>> start Passage provided
For example, Starwood Hotels gives AARP members up to 15% off their regular rates, Norwegian Cruise Lines offers 5% off all cruises, and Grand European Travel offers $100 off any guided vacation, just to name a few. There are dozens of companies offering AARP member discounts, so check out the full list here.
Additionally, AARP offers its own online "travel center," which is provided through a partnership with Expedia. Through this website, members can get up to 25% off rental cars and an additional 10% off from AARP's hotel partners. There are also great last-minute deals, as well as discounts for booking a flight and hotel together.
4. Exclusive insurance and financial programs
Through partnerships with companies such as The Hartford, and New York Life, AARP offers its members insurance and financial products that aren't available to the general public.
These include discounted auto, home, life, and even small business insurance, as well as AARP dental and vision care plans. There is an AARP rewards credit card that provides some pretty impressive cash back benefits, such as 3% back at restaurants and gas stations and a $100 bonus after spending $500 on the card within three months.
5. Eating and shopping discounts
Seniors have more leisure time, and that tends to mean more time for shopping trips and eating out. Fortunately, AARP membership provides a variety of discounts for both.
>> end Passage provided
=== Work to complete ===
a. Turn the paragraph beginning "Additionally, AARP offers its own online" in the AARP benefits passage into a short bulleted list that keeps its main facts.
b. Name every company mentioned in the AARP benefits passage.
>> start Entries supplied
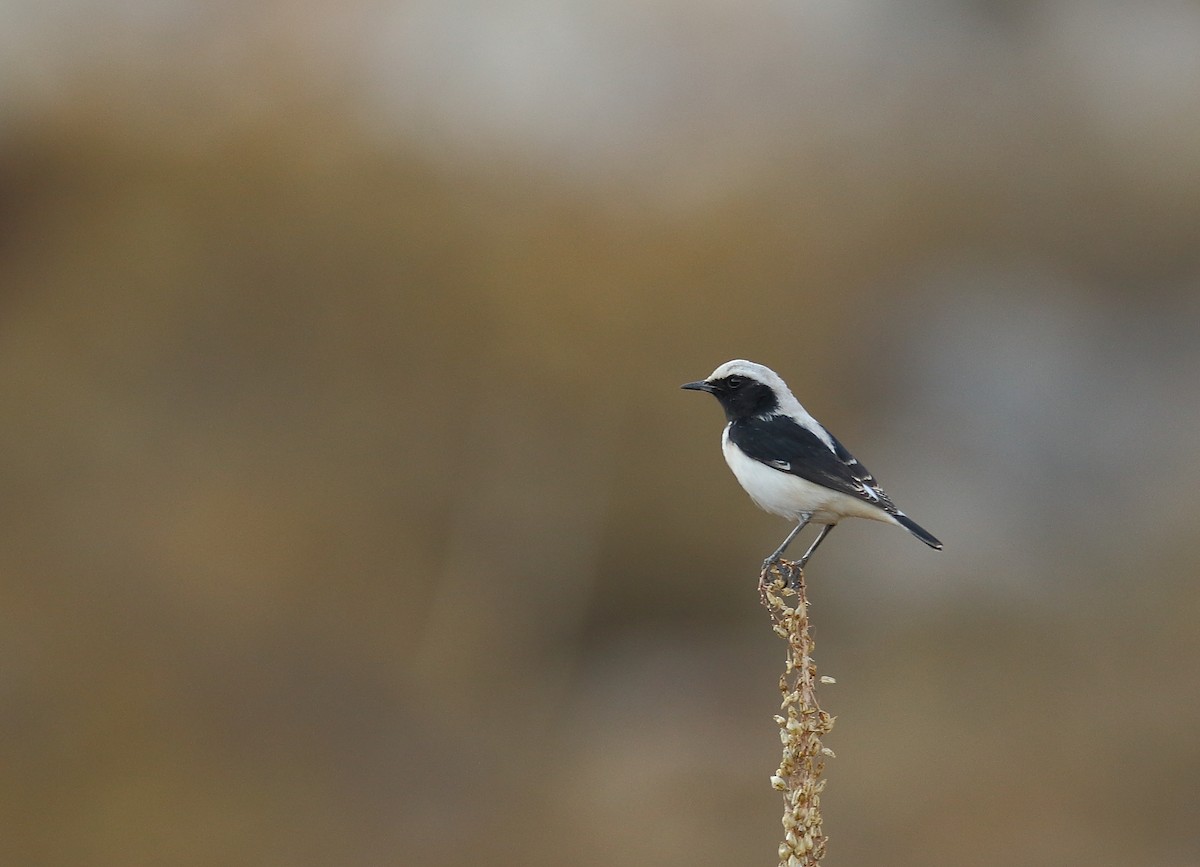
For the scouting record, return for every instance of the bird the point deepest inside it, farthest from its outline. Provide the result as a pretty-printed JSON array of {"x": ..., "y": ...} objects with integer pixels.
[{"x": 789, "y": 462}]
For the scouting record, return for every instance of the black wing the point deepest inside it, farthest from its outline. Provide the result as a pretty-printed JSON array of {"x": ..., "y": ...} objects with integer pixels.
[{"x": 784, "y": 444}]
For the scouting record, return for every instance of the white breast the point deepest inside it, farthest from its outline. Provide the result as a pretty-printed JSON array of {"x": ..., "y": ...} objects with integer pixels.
[{"x": 783, "y": 494}]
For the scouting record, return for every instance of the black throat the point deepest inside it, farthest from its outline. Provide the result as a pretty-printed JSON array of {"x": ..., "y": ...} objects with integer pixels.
[{"x": 747, "y": 399}]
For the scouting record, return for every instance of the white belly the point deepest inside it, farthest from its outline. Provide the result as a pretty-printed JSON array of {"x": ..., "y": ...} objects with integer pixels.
[{"x": 783, "y": 494}]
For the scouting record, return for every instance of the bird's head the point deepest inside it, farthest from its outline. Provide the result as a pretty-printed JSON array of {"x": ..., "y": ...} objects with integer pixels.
[{"x": 744, "y": 389}]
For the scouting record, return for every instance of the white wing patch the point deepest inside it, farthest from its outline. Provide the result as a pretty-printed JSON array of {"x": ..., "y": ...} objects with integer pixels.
[{"x": 870, "y": 492}]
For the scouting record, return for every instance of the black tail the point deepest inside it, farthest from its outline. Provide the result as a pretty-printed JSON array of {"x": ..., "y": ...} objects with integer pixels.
[{"x": 917, "y": 530}]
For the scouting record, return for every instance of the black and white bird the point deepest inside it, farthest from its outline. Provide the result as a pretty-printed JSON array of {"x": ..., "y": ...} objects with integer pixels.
[{"x": 789, "y": 462}]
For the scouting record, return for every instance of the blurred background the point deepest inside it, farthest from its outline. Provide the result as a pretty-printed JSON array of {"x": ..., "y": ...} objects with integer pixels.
[{"x": 355, "y": 515}]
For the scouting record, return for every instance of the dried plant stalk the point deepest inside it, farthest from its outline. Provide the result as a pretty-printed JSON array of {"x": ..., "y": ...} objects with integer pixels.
[{"x": 802, "y": 722}]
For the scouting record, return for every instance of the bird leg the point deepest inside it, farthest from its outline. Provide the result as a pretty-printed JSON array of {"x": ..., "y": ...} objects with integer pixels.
[
  {"x": 805, "y": 516},
  {"x": 825, "y": 532}
]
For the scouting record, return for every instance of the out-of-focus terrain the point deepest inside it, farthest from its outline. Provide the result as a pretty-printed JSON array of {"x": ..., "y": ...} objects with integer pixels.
[{"x": 355, "y": 515}]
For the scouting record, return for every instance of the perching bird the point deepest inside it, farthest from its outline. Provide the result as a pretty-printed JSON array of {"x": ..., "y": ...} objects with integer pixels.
[{"x": 789, "y": 464}]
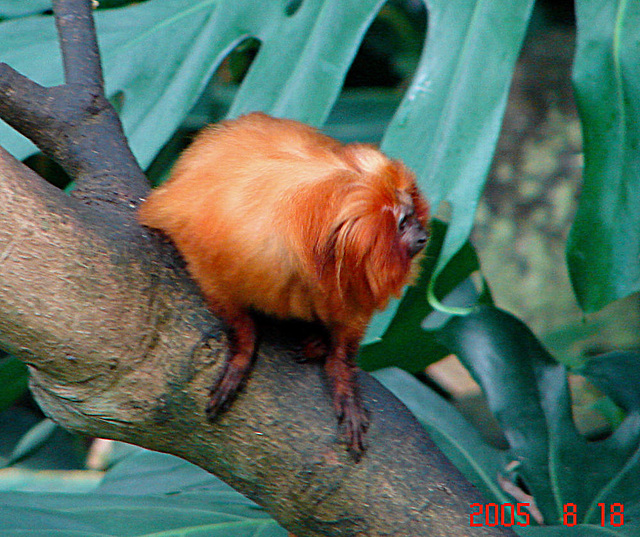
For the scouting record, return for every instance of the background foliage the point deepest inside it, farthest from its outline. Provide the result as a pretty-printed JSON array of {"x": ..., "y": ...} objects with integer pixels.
[{"x": 159, "y": 57}]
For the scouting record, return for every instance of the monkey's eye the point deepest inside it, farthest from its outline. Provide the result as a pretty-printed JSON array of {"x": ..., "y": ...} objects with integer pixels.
[{"x": 404, "y": 220}]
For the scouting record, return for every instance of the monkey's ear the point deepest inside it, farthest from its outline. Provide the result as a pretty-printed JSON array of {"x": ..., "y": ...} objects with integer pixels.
[{"x": 420, "y": 205}]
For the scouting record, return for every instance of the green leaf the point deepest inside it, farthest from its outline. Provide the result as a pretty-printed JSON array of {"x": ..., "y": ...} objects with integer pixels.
[
  {"x": 447, "y": 126},
  {"x": 14, "y": 379},
  {"x": 147, "y": 494},
  {"x": 406, "y": 343},
  {"x": 604, "y": 244},
  {"x": 158, "y": 56},
  {"x": 459, "y": 441},
  {"x": 528, "y": 393},
  {"x": 32, "y": 440}
]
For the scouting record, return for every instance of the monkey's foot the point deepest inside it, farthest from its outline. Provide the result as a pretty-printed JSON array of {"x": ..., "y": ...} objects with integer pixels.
[
  {"x": 223, "y": 392},
  {"x": 353, "y": 419}
]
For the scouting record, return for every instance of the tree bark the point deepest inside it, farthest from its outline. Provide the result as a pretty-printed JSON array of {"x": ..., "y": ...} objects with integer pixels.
[{"x": 121, "y": 345}]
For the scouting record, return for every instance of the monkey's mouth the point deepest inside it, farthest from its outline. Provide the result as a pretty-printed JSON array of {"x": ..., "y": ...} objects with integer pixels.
[{"x": 419, "y": 242}]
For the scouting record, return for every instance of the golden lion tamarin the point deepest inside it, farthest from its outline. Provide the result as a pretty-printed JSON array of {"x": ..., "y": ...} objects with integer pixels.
[{"x": 275, "y": 217}]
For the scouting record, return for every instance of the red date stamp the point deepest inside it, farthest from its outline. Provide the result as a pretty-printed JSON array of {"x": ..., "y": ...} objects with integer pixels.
[{"x": 509, "y": 514}]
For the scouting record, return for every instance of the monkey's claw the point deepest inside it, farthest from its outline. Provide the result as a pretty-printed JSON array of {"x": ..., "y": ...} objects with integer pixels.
[
  {"x": 354, "y": 420},
  {"x": 224, "y": 391}
]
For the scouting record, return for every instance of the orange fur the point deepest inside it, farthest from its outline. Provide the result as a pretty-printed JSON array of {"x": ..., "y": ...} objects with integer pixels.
[{"x": 273, "y": 216}]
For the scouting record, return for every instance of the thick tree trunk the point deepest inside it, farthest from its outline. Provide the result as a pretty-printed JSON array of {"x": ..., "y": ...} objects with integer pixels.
[{"x": 120, "y": 343}]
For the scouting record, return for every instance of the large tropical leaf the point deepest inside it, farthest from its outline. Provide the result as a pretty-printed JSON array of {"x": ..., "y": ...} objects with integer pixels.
[
  {"x": 145, "y": 494},
  {"x": 604, "y": 245}
]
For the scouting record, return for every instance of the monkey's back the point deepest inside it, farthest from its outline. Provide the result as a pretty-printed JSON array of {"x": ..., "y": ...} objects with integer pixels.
[{"x": 237, "y": 206}]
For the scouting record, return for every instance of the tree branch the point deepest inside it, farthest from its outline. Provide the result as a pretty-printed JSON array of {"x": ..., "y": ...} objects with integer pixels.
[
  {"x": 75, "y": 124},
  {"x": 78, "y": 43},
  {"x": 120, "y": 343}
]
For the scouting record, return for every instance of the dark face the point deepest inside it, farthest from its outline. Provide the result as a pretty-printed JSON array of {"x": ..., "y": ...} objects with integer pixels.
[{"x": 412, "y": 235}]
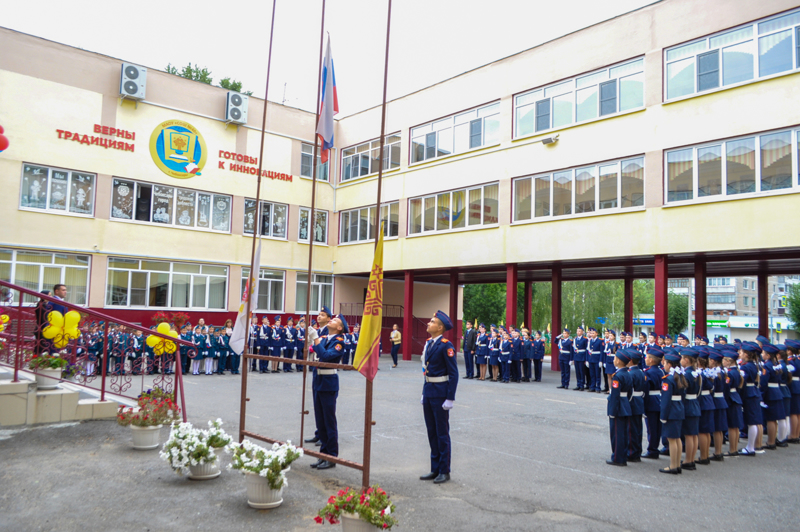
>> end Entries supplied
=== Results in order ===
a.
- AARP's online travel center is provided through a partnership with Expedia.
- Members get up to 25% off rental cars.
- Members get an additional 10% off from AARP's hotel partners.
- Last-minute deals are available.
- Booking a flight and hotel together earns discounts.

b.
- Starwood Hotels
- Norwegian Cruise Lines
- Grand European Travel
- Expedia
- The Hartford
- New York Life